-- DATASET follows --

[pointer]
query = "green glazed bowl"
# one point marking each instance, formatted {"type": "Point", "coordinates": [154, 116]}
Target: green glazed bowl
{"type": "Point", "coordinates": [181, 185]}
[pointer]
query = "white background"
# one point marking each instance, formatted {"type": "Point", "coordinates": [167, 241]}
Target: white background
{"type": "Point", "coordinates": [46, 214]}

-- DATASET concluded --

EXERCISE DESCRIPTION:
Each line of the listing has to be reproduced exactly.

THE COMPLETED TASK:
[pointer]
query = "green glazed bowl"
# one point marking each instance, formatted {"type": "Point", "coordinates": [154, 116]}
Target: green glazed bowl
{"type": "Point", "coordinates": [181, 185]}
[pointer]
query = "white background"
# one point marking each instance, formatted {"type": "Point", "coordinates": [167, 241]}
Target: white background
{"type": "Point", "coordinates": [46, 214]}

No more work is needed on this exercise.